# Excerpt:

..............................

# press. NOT for sale



## georgiabuckdan (Dec 17, 2007)

paint it bright green! Thats awesome!


----------



## tom100 (Aug 21, 2007)

looks great and "solid"!!!!!


----------



## bowhuntermn (Oct 22, 2005)

I like it, good job. Sorta like a combo ex-press/toad press all in one.

I assume you can move it vertical as well?


----------



## JWT (Jan 3, 2006)

Thanks it will go vertical. I'm pretty sure it would press a 300# draw bow as well. When I got to the shop they had already cut the tubing and I was supprised to see the 1/4" wall tubing.

Thanks for the comments.


----------



## beochie (Feb 2, 2008)

this is the first press that can double as a jack for an 18 wheeler

nice welds


----------



## JWT (Jan 3, 2006)

:thumbs_up:wink::icon_1_lol:


----------



## Kenny Borel (Nov 27, 2002)

Looks great. Can it go in a receiver hitch if you are traveling?? That would be nice at a shoot or a hunting trip!!!:darkbeer:


----------



## falleneagle (Feb 16, 2005)

Kenny Borel said:


> Looks great. Can it go in a receiver hitch if you are traveling?? That would be nice at a shoot or a hunting trip!!!:darkbeer:


+1 you have a good idea!

anyway you wanna let us in on the plans?


----------



## Hoosieroutdoors (Jan 14, 2006)

Awesome job my friend,,I think I am going to bite the bullet and build 1 of my own before long. Does the screw rod have to be case hardened or will the standard 3/4 threaded rod at the hardware store work?


----------



## JWT (Jan 3, 2006)

It sure can!:darkbeer:


----------



## JWT (Jan 3, 2006)

heere is the only thing you need to get a press built.......


#1 - this post printed out. http://www.archerytalk.com/vb/showthread.php?t=804108&highlight=press+plans

#2 - a case of quality :beer::beer::beer:

#3 - A stop at the local fab shop at closing time:wink:


----------



## ssdaubert (Jan 15, 2007)

hey whats your dimensions on the fingers for your press thats the only thing holding mine up.


----------



## mobowhntr (Jan 29, 2005)

..............................

# Data excerpt:
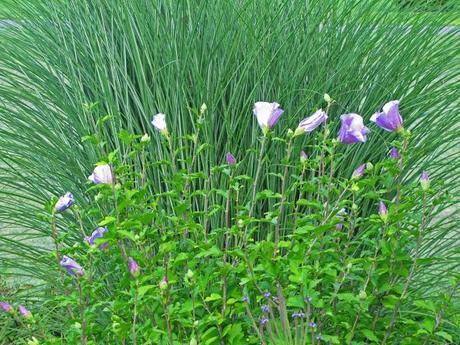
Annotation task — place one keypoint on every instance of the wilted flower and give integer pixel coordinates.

..............................

# Jobs:
1 – Answer these from the bow press thread:
(a) How thick was the wall of the tubing the shop had already cut?
(b) What draw weight does JWT believe the press could handle?
(c) What kind of rod does Hoosieroutdoors ask about buying at the hardware store?
2 – Go on with the bow press thread from the point where it stops.

# The results:
1 –
(a) 1/4"
(b) A 300# draw bow
(c) Standard 3/4 threaded rod

2 –
Hey a Bow Press and Car Crusher all in one. J/K looks great:thumbs_up.


----------



## GSPKurt (Sep 18, 2008)

It needs to be built a little sturdier... :set1_rolf2:


----------



## JWT (Jan 3, 2006)

mobowhntr said:


> Hey a Bow Press and Car Crusher all in one. J/K looks great:thumbs_up.


:chortle:


The deminsions on the fingers was 1/4" plate cut to 1.5"x6" then we just notched out about 1/4" to catch the limb.


we used standard 3/4' threaded rod. If I make another one I'm going to go with Goats suggestion in his post and order the stuff from Mcmaster. The standard threaded rod works good, but to go from a short A-A bow to a long A-A takes a LOT of turns. so something with less threads per inch will be faster.


----------



## SoutherntierBowhuntr (Jul 1, 2007)

Didn't see "goats" post...what size rod did you use and what size did he suggest in order to make it move farther with each turn.


----------



## JWT (Jan 3, 2006)

SoutherntierBowhuntr said:


> Didn't see "goats" post...what size rod did you use and what size did he suggest in order to make it move farther with each turn.



I posted a link above to Goats post...

Heere's the material list from his post...
Material is from mcmastercarr.com they beat everyone locally 


Quantity Part Number Description Unit Price Total Price Ships 
1 1
Each 4931T31 Steel Nestable Square Tubing Solid, Plain Finish, 1-1/2" Outside SQ Sz, 4'L $15.65 $15.65 Monday morning

2 1
Each 4931T132 Steel Nestable Square Tubing Solid, Plain Finish, 1-3/4" Outside SQ Sz, 4'L $15.78 $15.78 1 week

3 1
Each 98935A838 Plain Steel General Purpose Acme Threaded Rod Right Hand, 3/4"-6 Acme Size, 3' Length (Same as 98935A300) $13.12 $13.12 Monday morning

4 1
Each 94815A109 Plain Steel Acme 2G Hex Nut Right-Hand, 3/4"-6 Acme Size $2.75 $2.75 Monday morning

Merchandise Total $47.30


----------



## SoutherntierBowhuntr (Jul 1, 2007)

Thanks JWT much appreciated.


----------



## ursonvs (Sep 19, 2003)

overkill engineering at its finest, i love it when someone builds something so it will stand a hurricane, well done.:thumbs_up


----------



## JWT (Jan 3, 2006)

*update to my home brew press*






















:teeth::darkbeer:


----------



## ssdaubert (Jan 15, 2007)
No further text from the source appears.